● **Recorded data**:
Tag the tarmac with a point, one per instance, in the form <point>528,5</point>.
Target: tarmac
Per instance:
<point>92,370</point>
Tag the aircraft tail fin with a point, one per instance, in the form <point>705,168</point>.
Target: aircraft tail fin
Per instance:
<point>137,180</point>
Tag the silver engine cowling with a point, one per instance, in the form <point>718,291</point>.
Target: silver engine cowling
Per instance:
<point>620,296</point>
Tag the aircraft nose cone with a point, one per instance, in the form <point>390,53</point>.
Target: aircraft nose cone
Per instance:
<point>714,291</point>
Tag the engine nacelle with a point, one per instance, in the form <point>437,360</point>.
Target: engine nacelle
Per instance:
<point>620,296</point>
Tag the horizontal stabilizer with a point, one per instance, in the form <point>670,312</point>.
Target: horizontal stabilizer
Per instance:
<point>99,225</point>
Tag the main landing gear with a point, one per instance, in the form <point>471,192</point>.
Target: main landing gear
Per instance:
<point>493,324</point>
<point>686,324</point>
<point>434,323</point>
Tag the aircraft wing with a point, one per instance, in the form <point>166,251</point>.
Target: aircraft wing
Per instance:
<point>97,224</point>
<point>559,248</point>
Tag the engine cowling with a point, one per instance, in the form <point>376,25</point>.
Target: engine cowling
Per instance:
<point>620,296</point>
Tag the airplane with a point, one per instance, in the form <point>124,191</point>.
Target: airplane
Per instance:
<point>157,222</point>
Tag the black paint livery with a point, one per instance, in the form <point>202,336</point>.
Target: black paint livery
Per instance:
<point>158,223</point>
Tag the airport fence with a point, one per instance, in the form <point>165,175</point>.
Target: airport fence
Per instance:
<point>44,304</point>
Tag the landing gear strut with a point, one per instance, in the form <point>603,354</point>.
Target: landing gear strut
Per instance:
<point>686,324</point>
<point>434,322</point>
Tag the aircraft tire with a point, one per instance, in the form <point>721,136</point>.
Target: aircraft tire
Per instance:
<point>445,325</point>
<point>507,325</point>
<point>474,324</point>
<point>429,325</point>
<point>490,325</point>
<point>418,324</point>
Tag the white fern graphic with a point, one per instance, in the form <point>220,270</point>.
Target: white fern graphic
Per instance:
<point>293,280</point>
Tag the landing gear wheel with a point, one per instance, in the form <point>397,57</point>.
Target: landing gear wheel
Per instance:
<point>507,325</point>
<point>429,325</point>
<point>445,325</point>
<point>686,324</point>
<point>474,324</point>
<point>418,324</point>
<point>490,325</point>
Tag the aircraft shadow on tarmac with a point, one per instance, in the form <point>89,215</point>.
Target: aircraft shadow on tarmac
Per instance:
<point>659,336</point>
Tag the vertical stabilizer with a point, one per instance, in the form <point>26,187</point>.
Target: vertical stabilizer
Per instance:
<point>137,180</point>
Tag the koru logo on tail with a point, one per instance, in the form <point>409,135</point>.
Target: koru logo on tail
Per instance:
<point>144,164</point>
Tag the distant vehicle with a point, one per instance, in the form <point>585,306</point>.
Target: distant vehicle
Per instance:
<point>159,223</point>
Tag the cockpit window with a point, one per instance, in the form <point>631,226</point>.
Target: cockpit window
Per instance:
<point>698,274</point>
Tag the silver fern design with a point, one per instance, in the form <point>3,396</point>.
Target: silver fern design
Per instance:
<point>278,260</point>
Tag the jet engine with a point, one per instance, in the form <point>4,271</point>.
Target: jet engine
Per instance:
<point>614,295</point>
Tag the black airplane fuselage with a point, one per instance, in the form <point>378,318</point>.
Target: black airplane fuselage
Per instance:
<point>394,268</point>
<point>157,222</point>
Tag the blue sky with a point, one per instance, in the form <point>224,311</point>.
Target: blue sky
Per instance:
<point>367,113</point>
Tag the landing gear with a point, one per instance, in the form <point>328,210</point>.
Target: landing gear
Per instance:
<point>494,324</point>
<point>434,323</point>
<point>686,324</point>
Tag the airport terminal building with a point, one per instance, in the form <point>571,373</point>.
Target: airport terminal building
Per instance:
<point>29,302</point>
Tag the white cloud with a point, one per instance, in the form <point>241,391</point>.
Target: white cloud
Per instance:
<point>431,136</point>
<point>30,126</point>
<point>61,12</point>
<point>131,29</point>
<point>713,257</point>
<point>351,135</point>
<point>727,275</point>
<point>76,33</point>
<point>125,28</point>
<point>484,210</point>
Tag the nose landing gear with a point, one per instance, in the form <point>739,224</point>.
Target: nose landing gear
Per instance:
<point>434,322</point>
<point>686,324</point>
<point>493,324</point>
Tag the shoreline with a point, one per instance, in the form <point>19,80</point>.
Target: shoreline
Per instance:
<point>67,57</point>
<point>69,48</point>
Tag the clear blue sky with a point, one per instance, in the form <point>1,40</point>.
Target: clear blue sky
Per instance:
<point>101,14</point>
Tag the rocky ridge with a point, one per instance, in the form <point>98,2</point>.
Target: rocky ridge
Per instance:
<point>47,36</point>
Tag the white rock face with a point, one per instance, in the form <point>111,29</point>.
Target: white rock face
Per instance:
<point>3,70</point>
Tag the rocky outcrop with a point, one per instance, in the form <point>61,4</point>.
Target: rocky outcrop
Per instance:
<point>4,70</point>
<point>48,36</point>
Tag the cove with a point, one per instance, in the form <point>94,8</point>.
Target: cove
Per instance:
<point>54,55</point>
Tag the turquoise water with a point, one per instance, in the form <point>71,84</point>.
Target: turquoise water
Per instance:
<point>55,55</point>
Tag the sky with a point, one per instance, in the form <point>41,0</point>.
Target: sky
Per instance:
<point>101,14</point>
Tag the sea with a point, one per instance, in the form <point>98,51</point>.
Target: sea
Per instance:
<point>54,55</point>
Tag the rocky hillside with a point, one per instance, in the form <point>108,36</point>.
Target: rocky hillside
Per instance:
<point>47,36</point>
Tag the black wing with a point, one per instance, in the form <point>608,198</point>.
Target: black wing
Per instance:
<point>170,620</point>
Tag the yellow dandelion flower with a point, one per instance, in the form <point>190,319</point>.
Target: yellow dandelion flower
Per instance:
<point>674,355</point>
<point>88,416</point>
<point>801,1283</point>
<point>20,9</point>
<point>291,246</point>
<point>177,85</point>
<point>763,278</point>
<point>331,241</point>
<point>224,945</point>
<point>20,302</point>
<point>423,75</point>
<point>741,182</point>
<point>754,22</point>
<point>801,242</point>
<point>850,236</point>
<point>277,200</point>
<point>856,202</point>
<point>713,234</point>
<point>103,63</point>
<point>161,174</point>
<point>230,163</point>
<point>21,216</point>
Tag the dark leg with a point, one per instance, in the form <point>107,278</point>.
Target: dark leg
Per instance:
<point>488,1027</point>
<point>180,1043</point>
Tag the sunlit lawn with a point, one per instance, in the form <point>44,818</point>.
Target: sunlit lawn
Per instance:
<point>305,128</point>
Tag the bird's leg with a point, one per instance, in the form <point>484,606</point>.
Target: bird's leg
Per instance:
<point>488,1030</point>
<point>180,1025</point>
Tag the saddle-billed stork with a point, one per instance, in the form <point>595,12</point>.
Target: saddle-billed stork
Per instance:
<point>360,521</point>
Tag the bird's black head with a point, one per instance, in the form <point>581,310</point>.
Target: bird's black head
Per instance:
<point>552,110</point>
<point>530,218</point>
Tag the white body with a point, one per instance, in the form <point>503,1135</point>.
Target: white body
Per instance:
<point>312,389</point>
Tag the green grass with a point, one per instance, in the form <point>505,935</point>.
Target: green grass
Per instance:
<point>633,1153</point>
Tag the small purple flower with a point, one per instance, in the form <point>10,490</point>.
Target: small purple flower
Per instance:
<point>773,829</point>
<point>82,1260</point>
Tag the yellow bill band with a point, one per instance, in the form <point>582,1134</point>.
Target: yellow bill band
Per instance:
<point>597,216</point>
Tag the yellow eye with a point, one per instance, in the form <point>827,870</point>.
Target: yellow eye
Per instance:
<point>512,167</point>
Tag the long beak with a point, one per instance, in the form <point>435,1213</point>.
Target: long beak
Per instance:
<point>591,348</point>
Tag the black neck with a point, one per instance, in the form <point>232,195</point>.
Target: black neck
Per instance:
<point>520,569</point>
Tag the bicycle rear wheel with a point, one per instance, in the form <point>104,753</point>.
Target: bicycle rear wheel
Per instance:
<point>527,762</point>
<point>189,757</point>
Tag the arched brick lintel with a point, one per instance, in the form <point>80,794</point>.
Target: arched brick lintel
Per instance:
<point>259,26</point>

● **Problem to work on**: Output the lines above between the one holding "Tag the shoreline" and the one holding "Target: yellow dandelion flower", inclusive, with nothing before or after them.

● **Result of this task**:
Tag the shoreline with a point, one per instance, in the form <point>19,80</point>.
Target: shoreline
Per instance:
<point>67,57</point>
<point>69,48</point>
Tag the clear blue sky with a point, one per instance, in the form <point>1,40</point>.
Target: clear blue sky
Per instance:
<point>101,14</point>
Tag the rocky ridge with a point, one per instance, in the form <point>98,2</point>.
Target: rocky ridge
Per instance:
<point>47,36</point>
Tag the white rock face with a point, one per instance, in the form <point>111,29</point>.
Target: white rock face
Per instance:
<point>3,70</point>
Tag the rocky outcrop with a point, one per instance, in the form <point>61,4</point>.
Target: rocky outcrop
Per instance:
<point>4,70</point>
<point>48,36</point>
Tag the cove with a point, one per instance, in the form <point>94,8</point>.
Target: cove
Per instance:
<point>54,55</point>
Tag the turquoise water with a point, one per instance, in the form <point>71,84</point>.
Target: turquoise water
Per instance:
<point>55,55</point>
Tag the sky with a point, one per instance, in the form <point>41,0</point>.
Target: sky
Per instance:
<point>101,14</point>
Tag the sea with a point, one per instance, in the form <point>98,51</point>.
Target: sea
Per instance:
<point>54,55</point>
Tag the rocky hillside with a point, one per instance, in the form <point>108,36</point>.
Target: rocky hillside
Per instance:
<point>47,36</point>
Tag the black wing with a point, one per instance, in the form <point>608,198</point>.
Target: black wing
Per instance:
<point>170,620</point>
Tag the yellow dandelion flower with a point, one per instance, in the form <point>190,319</point>.
Target: yellow dandelion flower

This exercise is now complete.